→ EXERCISE
Retype the data below in full, keeping every character as it is.
***** DATASET CONTENT
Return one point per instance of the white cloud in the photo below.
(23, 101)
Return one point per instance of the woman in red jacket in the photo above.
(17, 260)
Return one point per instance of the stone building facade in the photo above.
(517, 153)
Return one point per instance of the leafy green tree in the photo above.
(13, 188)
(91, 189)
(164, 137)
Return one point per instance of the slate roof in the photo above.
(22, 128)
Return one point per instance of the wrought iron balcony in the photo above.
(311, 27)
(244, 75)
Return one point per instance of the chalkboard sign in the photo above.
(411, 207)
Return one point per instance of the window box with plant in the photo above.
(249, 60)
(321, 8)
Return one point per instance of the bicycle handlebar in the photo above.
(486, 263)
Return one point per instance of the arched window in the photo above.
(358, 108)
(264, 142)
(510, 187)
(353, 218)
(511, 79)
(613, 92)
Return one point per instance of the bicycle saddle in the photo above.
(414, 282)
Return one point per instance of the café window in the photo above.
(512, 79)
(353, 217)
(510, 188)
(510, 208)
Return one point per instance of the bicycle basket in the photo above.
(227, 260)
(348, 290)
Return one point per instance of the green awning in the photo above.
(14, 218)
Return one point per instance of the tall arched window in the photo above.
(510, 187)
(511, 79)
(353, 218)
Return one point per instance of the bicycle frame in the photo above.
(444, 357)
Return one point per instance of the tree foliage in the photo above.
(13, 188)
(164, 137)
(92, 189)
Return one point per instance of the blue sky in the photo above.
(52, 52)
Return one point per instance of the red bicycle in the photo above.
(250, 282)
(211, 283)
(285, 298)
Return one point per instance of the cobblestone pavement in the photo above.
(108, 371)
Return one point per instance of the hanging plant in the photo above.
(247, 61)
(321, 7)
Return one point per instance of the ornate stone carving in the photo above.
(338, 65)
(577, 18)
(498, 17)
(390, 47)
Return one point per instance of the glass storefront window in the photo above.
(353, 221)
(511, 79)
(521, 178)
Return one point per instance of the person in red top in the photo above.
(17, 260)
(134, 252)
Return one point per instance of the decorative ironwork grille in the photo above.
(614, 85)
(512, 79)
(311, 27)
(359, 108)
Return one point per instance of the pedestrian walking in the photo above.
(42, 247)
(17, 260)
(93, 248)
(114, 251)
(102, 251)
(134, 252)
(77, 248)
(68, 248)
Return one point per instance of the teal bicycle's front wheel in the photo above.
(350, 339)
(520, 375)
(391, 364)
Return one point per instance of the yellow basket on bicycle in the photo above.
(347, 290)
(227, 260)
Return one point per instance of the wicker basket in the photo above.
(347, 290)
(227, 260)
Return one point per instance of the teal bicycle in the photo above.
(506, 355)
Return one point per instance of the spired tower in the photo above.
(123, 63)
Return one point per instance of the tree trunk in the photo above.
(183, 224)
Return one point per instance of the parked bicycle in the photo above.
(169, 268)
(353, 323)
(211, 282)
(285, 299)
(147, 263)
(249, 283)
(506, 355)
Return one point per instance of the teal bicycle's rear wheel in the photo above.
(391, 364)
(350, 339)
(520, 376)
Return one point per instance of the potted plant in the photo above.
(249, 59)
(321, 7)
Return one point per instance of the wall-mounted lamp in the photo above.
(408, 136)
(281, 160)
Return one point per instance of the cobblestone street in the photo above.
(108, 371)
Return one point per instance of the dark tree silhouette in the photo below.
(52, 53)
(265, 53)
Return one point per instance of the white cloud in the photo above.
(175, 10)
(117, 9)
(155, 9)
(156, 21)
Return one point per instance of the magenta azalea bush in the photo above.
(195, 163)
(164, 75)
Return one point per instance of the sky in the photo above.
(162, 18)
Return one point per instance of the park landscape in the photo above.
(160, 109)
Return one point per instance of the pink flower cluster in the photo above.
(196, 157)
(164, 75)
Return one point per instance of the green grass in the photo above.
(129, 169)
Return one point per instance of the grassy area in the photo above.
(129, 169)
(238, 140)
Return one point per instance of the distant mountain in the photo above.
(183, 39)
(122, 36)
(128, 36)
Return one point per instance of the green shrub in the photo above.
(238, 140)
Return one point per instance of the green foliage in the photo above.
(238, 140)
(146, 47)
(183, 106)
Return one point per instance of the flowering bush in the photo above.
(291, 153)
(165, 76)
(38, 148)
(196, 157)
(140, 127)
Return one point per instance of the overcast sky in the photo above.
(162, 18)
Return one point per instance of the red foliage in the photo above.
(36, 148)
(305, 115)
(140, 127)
**********
→ ANSWER BELOW
Return one point per instance of the white cloud in the photo below.
(23, 101)
Return one point per instance of the woman in red jacket in the photo above.
(17, 260)
Return one point per instance of the stone building facade in the photo above.
(517, 153)
Return one point per instance of the leafy green tree in the photo above.
(13, 188)
(91, 189)
(164, 137)
Return one point per instance of the slate roof in the photo above.
(22, 128)
Return one point per instance of the wrought iron balcony in the photo above.
(311, 27)
(244, 75)
Return one point per instance of the chalkboard sign in the photo above.
(411, 207)
Return one point per instance of the window box with plant in the photo above.
(249, 60)
(321, 8)
Return one point per instance of the bicycle handlebar in the photo above.
(486, 263)
Return one point per instance of the arched window in the photo above.
(358, 108)
(264, 142)
(510, 187)
(353, 218)
(511, 79)
(613, 92)
Return one point per instance of the bicycle saddle in the photo above.
(414, 282)
Return one point per instance of the café window in the photo above.
(512, 79)
(353, 217)
(510, 188)
(510, 208)
Return one point per instance of the bicycle basket in the photo above.
(227, 260)
(348, 290)
Return one point per instance of the green awning in the photo above.
(14, 218)
Return one point per instance of the tall arched window in the photo above.
(510, 187)
(511, 79)
(353, 218)
Return one point per instance of the bicycle frame in the photo above.
(444, 357)
Return one point per instance of the tree foliage in the photo above.
(13, 188)
(164, 137)
(92, 189)
Return one point per instance of the blue sky in the photo above.
(52, 52)
Return one point per instance of the red bicycle in the photo above.
(250, 282)
(211, 283)
(285, 298)
Return one point per instance of the cobblestone pavement in the photo above.
(108, 371)
Return one point per instance of the hanging plant in the photo above.
(247, 61)
(321, 7)
Return one point per instance of the ornate stone carving in the photo above.
(338, 65)
(577, 18)
(498, 17)
(390, 47)
Return one point per instance of the glass storefront window in the photo above.
(353, 221)
(511, 79)
(521, 178)
Return one point per instance of the person in red top in the photo above.
(17, 260)
(134, 252)
Return one point per instance of the decorative ironwork grille in the photo above.
(614, 85)
(512, 79)
(311, 27)
(359, 108)
Return one point per instance of the pedestrian walking in the photo above.
(42, 247)
(17, 260)
(93, 248)
(114, 251)
(102, 251)
(134, 252)
(77, 248)
(68, 248)
Return one point per instance of the teal bicycle's front wheel in the photo above.
(350, 339)
(520, 375)
(391, 364)
Return one point per instance of the yellow basket on bicycle in the photo above.
(347, 290)
(227, 260)
Return one point per instance of the wicker basket in the photo above.
(347, 290)
(227, 260)
Return one point per instance of the teal bicycle in the photo above.
(506, 355)
Return one point per instance of the spired tower in the photo above.
(123, 63)
Return one point per instance of the tree trunk in the photo above.
(183, 224)
Return one point per instance of the parked bicycle in the photo above.
(169, 268)
(353, 323)
(211, 282)
(285, 299)
(147, 263)
(249, 283)
(506, 355)
Return one point per instance of the teal bicycle's rear wheel in the photo above.
(391, 364)
(350, 339)
(520, 376)
Return one point per instance of the potted plant in the photo above.
(249, 59)
(321, 7)
Return one point per instance of the wall-mounted lamp in the photo above.
(408, 136)
(281, 160)
Return one point per instance of the cobblestone street in the photo above.
(108, 371)
Return one point per instance of the dark tree silhouette in the photo below.
(52, 53)
(265, 53)
Return one point per instance of the white cloud in the photo above.
(175, 10)
(117, 9)
(155, 9)
(156, 21)
Return one point per instance of the magenta azalea bush in the photo above.
(195, 163)
(164, 75)
Return one point per instance of the sky in the photo above.
(162, 18)
Return one point per instance of the park landscape in the photo above.
(160, 109)
Return one point per instance of the pink flower cluster in the photo above.
(196, 157)
(164, 75)
Return one point per instance of the green grass in the photo above.
(129, 169)
Return one point per instance of the grassy area in the photo above.
(129, 169)
(238, 140)
Return one point per instance of the distant mountain in the photo above.
(183, 39)
(122, 36)
(128, 36)
Return one point per instance of the green shrub in the photo above.
(238, 140)
Return one point per instance of the green foliage in the photo above.
(238, 140)
(146, 47)
(183, 106)
Return one point per instance of the flowering bush in the photo above.
(291, 153)
(165, 76)
(38, 148)
(196, 157)
(140, 127)
Return one point per instance of the overcast sky in the photo above.
(162, 18)
Return one point per instance of the red foliage in the photo above.
(36, 148)
(305, 115)
(140, 127)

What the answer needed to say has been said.